Start of Records for this exercise
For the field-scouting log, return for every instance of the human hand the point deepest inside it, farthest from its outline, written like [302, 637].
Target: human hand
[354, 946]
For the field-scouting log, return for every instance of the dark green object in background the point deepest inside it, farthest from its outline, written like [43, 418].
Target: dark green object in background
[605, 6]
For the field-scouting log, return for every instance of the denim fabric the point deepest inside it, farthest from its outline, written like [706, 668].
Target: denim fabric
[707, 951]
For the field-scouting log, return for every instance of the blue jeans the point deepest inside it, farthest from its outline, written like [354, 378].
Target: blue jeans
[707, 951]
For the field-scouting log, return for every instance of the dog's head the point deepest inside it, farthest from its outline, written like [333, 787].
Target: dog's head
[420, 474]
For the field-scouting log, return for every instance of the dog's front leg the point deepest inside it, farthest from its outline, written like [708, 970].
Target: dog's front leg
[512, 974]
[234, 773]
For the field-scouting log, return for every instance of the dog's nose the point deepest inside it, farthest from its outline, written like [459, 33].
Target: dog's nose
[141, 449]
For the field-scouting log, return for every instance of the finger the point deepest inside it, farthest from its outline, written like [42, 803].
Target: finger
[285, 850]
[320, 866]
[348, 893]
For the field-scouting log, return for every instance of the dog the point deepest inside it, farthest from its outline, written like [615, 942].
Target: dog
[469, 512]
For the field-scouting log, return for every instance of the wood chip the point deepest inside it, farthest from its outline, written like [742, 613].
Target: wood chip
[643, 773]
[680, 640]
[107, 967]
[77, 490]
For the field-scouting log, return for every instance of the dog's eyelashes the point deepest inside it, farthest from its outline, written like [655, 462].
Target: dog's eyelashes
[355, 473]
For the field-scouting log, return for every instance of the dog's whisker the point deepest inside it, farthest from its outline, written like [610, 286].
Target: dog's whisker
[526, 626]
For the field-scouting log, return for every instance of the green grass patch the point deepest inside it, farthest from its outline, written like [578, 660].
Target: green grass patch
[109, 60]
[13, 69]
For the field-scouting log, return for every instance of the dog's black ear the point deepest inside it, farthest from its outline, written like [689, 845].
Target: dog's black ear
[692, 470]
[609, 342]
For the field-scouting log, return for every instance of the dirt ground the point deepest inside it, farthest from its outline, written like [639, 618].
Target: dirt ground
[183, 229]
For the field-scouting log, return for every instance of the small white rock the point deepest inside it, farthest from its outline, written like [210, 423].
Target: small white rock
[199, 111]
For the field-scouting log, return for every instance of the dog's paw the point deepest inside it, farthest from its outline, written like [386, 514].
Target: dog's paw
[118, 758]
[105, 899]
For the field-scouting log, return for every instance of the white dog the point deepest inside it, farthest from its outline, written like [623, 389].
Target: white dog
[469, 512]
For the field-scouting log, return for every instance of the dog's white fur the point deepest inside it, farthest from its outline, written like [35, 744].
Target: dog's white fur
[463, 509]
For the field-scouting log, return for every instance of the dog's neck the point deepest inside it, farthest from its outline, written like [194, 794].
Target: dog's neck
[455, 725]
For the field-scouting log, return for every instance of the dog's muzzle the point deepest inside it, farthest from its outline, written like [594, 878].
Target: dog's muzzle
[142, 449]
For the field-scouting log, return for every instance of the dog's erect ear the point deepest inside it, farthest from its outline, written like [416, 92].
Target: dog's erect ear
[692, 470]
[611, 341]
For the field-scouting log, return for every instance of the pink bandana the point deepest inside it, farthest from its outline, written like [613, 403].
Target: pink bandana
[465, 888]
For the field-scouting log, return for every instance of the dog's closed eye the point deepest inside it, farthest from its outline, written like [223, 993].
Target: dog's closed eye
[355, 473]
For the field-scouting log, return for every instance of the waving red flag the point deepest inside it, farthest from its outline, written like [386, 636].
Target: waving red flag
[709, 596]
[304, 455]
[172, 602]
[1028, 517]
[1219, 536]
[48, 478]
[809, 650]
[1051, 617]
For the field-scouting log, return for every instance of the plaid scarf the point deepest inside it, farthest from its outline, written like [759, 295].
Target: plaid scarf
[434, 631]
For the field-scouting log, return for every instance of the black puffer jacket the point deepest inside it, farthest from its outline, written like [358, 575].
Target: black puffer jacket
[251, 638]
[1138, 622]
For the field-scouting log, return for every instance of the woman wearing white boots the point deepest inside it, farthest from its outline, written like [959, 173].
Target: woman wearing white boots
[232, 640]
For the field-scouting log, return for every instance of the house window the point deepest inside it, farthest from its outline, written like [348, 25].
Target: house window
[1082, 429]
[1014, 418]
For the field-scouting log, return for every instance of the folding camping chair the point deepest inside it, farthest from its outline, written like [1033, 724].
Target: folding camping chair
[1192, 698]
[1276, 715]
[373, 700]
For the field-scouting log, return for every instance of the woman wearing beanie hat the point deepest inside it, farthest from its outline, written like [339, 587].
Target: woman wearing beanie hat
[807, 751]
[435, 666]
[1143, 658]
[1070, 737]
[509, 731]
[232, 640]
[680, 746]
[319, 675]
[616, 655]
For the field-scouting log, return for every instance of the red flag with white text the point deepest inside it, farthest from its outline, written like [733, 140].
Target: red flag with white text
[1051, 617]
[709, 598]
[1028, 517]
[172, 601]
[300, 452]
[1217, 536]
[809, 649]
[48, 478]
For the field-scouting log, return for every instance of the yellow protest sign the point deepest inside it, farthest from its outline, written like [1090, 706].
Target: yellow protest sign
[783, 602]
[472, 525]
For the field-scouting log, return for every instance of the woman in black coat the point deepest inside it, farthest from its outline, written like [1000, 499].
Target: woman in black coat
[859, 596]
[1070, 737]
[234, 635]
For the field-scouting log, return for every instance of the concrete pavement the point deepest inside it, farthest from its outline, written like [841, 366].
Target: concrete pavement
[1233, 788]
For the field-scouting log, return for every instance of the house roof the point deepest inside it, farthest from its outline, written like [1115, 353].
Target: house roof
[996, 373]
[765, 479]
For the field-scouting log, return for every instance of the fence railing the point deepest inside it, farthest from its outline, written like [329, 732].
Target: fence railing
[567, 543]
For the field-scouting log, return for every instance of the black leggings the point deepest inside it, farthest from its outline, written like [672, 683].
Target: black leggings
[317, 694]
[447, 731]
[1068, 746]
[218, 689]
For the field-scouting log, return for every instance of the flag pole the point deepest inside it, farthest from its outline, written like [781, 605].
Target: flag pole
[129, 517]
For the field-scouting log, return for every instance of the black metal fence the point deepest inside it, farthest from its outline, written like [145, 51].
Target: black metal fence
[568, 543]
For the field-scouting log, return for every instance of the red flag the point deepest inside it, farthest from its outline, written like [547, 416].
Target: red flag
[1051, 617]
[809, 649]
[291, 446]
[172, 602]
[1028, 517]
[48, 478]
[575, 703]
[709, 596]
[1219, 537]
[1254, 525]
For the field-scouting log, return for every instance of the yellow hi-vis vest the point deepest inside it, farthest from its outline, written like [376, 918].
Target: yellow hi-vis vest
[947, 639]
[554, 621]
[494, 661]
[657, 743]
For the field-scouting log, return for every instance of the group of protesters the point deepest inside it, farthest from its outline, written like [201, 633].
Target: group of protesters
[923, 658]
End of Records for this exercise
* Your objective *
Word for word, transcribe all of the entries shown above.

* Response *
For the field-scouting log, return for every instance of the human hand the point deepest inside it, farthest from its outline, written like [302, 637].
Target: human hand
[354, 946]
For the field-scouting log, return for every instance of the dark green object in background the point deepest inside it, farthest from its outline, written like [43, 418].
Target: dark green object in background
[605, 6]
For the field-scouting log, return for every instance of the denim fabric the point deepest inside it, farthest from its outline, written like [706, 668].
Target: denim fabric
[707, 951]
For the field-scouting log, return for every instance of the blue jeans the point deepest inside it, farthest from its outline, written like [354, 378].
Target: blue jeans
[707, 951]
For the field-scouting log, return for every instance of the dog's head the point deepest inside it, farthest from its outline, written like [333, 787].
Target: dog's head
[420, 474]
For the field-scouting log, return for every instance of the dog's front leg the point deepest inside it, farthest from its outline, written like [708, 970].
Target: dog's front leg
[512, 974]
[234, 773]
For the field-scouting log, return for every instance of the dog's nose the point deepest inside it, farthest from its outline, written like [459, 33].
Target: dog's nose
[141, 449]
For the field-scouting log, return for every instance of the finger the point deepest inside it, farthest from its outline, written like [42, 803].
Target: finger
[285, 850]
[320, 866]
[348, 893]
For the field-scouting log, return for every instance of the dog the point deepest inside it, farthest from its outline, written like [615, 942].
Target: dog
[469, 512]
For the field-scouting log, return for every instance of the wood chip the point deepest inside it, farthest from its outline, written like [742, 613].
Target: wood chip
[643, 773]
[680, 640]
[107, 967]
[77, 490]
For the field-scouting log, return for every instance of the dog's eyelashes the point deepest inside it, farthest from its outline, written like [655, 462].
Target: dog's eyelashes
[355, 473]
For the field-scouting log, return for every instance of the dog's whisker the point deepest inside it, farthest from its outline, written like [610, 286].
Target: dog's whisker
[526, 626]
For the field-scouting log, return for every instance of the green grass patch the point deepest inside it, farthest from its outline, written like [578, 660].
Target: green grass patch
[109, 60]
[13, 69]
For the field-scouting log, return for every instance of the dog's black ear the point deepest inside it, farthest from its outline, written like [689, 845].
Target: dog's black ear
[692, 470]
[609, 342]
For the field-scouting log, return for every instance of the dirt ground the point deepest inside it, farthest from its outline, written like [639, 618].
Target: dirt ground
[183, 229]
For the field-scouting log, return for every instance of the small white rock the point deepest inside it, farthest from its outline, written like [210, 423].
Target: small white rock
[199, 111]
For the field-scouting log, return for every instance of the dog's paw the point deepest inside it, farthest from its outline, written like [386, 514].
Target: dog's paw
[118, 758]
[105, 899]
For the field-scouting log, return for every instance of the white dog the point deepest inside it, farthest from its outline, written like [623, 389].
Target: white dog
[469, 512]
For the field-scouting log, return for every instance of the dog's white fur the point deepest inside it, farthest from its outline, written like [35, 744].
Target: dog's white fur
[463, 509]
For the field-scouting log, return for every instance of the dog's neck the point deepest inside it, farthest from its outline, written like [194, 794].
Target: dog's neck
[455, 725]
For the field-scouting log, return for every instance of the dog's muzzle the point deepest inside it, farthest from its outline, written like [594, 878].
Target: dog's muzzle
[142, 449]
For the field-scouting log, return for every instance of the dog's erect ear the point deepest inside it, farthest from its outline, written like [416, 92].
Target: dog's erect ear
[692, 470]
[611, 341]
For the field-scouting log, return for every instance of the pink bandana the point deepest inside it, farthest from its outline, written like [613, 403].
Target: pink bandana
[465, 888]
For the field-scouting log, return for every instance of the dog's closed eye the point deepest inside it, farthest from its outline, written like [223, 993].
Target: dog's closed eye
[355, 473]
For the field-scouting log, return for every instance of the waving red flag the point deepest inside it, farthest from its outline, written like [386, 636].
Target: waving red flag
[709, 596]
[304, 455]
[172, 602]
[1028, 517]
[1219, 536]
[48, 478]
[809, 650]
[1051, 617]
For the field-scouting log, return for every instance of the plaid scarf the point deepest inside it, farthest from its outline, written like [759, 295].
Target: plaid scarf
[434, 631]
For the field-scouting log, return for every instance of the black puffer jacket the point deepest inside it, farthest from its outline, written like [358, 575].
Target: black puffer jacket
[251, 638]
[1138, 622]
For the field-scouting log, return for every instance of the woman wearing white boots the point deepest inside it, farthest from its outline, written like [959, 173].
Target: woman wearing white boots
[232, 640]
For the field-scouting log, return for every instance of the house window the point deepest inside it, farthest from its outline, written like [348, 25].
Target: house window
[1082, 429]
[1014, 418]
For the field-scouting log, return for every instance of the folding camping chair the point deepest inside it, farthest from its outline, written like [1033, 724].
Target: folding camping chair
[1192, 698]
[1276, 715]
[373, 700]
For the field-scouting log, return for every instance of the woman wearing beanie hat the point deepest inside it, farthest from its outline, written like [339, 587].
Target: woman wearing beanie hat
[807, 751]
[435, 666]
[1143, 658]
[1070, 737]
[509, 731]
[232, 640]
[680, 746]
[319, 675]
[616, 655]
For the field-scouting log, return for every instance of the red flag with white text the point deepest inside it, farthest from its outline, written like [733, 140].
Target: red flag with white text
[1051, 617]
[709, 598]
[1028, 517]
[172, 601]
[300, 452]
[1217, 536]
[809, 649]
[48, 478]
For the field-scouting log, return for every instance of the yellow protest sign the point deepest inside it, farthest from its outline, written like [1090, 706].
Target: yellow protest sign
[783, 602]
[472, 525]
For the field-scouting log, return for every instance of the woman in black coat the point deepest inside it, farthest from its outline, written like [1000, 499].
Target: woman in black coat
[859, 596]
[1070, 737]
[234, 635]
For the field-scouting log, return for every instance of the concrete pavement the point deepest inside it, farthest from its outline, written like [841, 366].
Target: concrete pavement
[1233, 788]
For the field-scouting log, return for every instance of the house roof the point deepest inside it, farthest from its outline, written like [1115, 353].
Target: house roof
[996, 373]
[765, 479]
For the field-scouting log, return for every instance of the fence railing the point deepest inside it, farthest from its outline, written like [329, 732].
Target: fence railing
[567, 543]
For the field-scouting log, return for every instance of the black leggings the point deepest inside it, farthest from its outline, written like [672, 683].
Target: black leggings
[317, 694]
[447, 731]
[1068, 746]
[218, 689]
For the field-scouting log, return for every instance of the flag pole the point deepest inside it, farthest from its outline, written like [781, 605].
Target: flag pole
[129, 517]
For the field-scouting log, return for every instance of the black metal fence the point deepest inside it, farthest from its outline, written like [145, 51].
Target: black metal fence
[568, 543]
For the field-scouting log, return for every instance of the red flag the point deepest inside it, farthest from its outline, written like [547, 416].
Target: red flag
[1051, 617]
[809, 649]
[291, 446]
[172, 602]
[1028, 517]
[48, 478]
[575, 703]
[709, 596]
[1219, 537]
[1254, 525]
For the field-scouting log, return for every instance of the yellow hi-vis vest the point deepest inside it, farthest from its outline, written like [376, 918].
Target: yellow hi-vis vest
[947, 639]
[554, 621]
[494, 661]
[657, 743]
For the field-scouting log, return for every instance of the group of protesters the point deepest inside it, farthest from its outline, written like [201, 633].
Target: group of protesters
[923, 658]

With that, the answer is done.